*WRITTEN TASK 1:* Name every individual person mentioned by name in the transcript on crime and politics.
*WRITTEN TASK 2:* Condense the paragraph of the transcript on crime and politics that begins "And we were saying" into a short bulleted list that keeps its main facts.

*QUOTED PASSAGE:*
--- start ---

And we were saying, like, advocates like myself and my friend Joe Lupino Esposito, we were saying, no, no, no, they're the same bill.
And the spin was quite amazing.
But in terms of political will, I think, you know, It is an election year.
Republicans are using this issue of crime as well as inflation and others, and inflation obviously is absolutely terrible right now.
It's something I've been feeling in addition to every other American, both at the pump and at the grocery store.
But the The Republicans see this as an opening in the quest for political power.
No topic is off limits when you're trying to take back control of a chamber.
Republicans smell blood in the water universally across the board when it comes to everything with Democrats and President Biden.
And they look at some of the issues that have turned their head in the past two years.
And they're trying to capitalize.
And a lot of that has to do with racial animus.
Obviously, we saw what happened with the murder of George Floyd in 2020, Breonna Taylor, Ahmaud Arbery, and those led to a wild overreaction that turned into this quote-unquote defund the police movement that was largely echoed by Black Lives Matter and other And other individuals, and Republicans are taking that and running with it.
And it's no surprise to see them doing that, given how Republicans handle how they campaign, especially in tumultuous times like this.
So I'm not real surprised, but in terms of political will, it's like you can't throw the baby out with the bathwater.

--- end ---

*DATASET:*
--- start ---

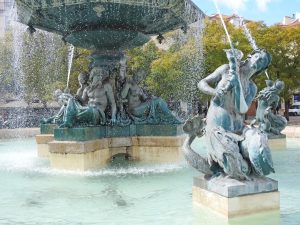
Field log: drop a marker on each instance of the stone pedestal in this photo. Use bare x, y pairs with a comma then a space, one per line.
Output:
73, 155
232, 198
42, 141
87, 148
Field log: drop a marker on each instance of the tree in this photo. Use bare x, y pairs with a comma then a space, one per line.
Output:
284, 45
43, 65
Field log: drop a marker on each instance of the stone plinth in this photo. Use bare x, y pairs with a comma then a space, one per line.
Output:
232, 198
74, 155
42, 141
47, 128
157, 149
86, 155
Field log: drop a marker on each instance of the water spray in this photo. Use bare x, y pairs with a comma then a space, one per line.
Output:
70, 61
243, 104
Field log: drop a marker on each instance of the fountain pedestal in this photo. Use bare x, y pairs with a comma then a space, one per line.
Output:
44, 138
277, 142
232, 198
86, 148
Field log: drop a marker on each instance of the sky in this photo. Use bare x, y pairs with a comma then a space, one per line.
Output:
269, 11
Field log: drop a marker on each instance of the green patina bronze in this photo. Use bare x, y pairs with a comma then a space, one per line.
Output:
47, 128
93, 133
107, 24
110, 105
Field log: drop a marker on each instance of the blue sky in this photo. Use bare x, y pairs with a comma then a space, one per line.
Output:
269, 11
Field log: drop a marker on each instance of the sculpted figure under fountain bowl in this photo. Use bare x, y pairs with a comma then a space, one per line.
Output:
63, 99
234, 150
98, 95
141, 108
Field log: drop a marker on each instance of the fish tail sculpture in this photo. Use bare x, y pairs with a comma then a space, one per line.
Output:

--- end ---

*FULL RESPONSE 1:* Joe Lupino Esposito, President Biden, George Floyd, Breonna Taylor, Ahmaud Arbery

*FULL RESPONSE 2:*
- The speaker and fellow advocate Joe Lupino Esposito insisted the two were the same bill, and the spin against that was remarkable.
- It is an election year, and Republicans are using crime, inflation and other issues.
- Inflation is very bad right now; the speaker, like every American, feels it at the pump and the grocery store.
- Republicans see an opening to gain power and retake a chamber, treat no topic as off limits, and smell blood on everything involving Democrats and President Biden.
- They are trying to capitalize on issues from the past two years, much of it tied to racial animus.
- What happened with George Floyd's murder in 2020, Breonna Taylor and Ahmaud Arbery led to an overreaction, the "defund the police" movement, echoed by Black Lives Matter and others, which Republicans are now running with.
- This is no surprise given how Republicans campaign in turbulent times, but the speaker warns against throwing the baby out with the bathwater.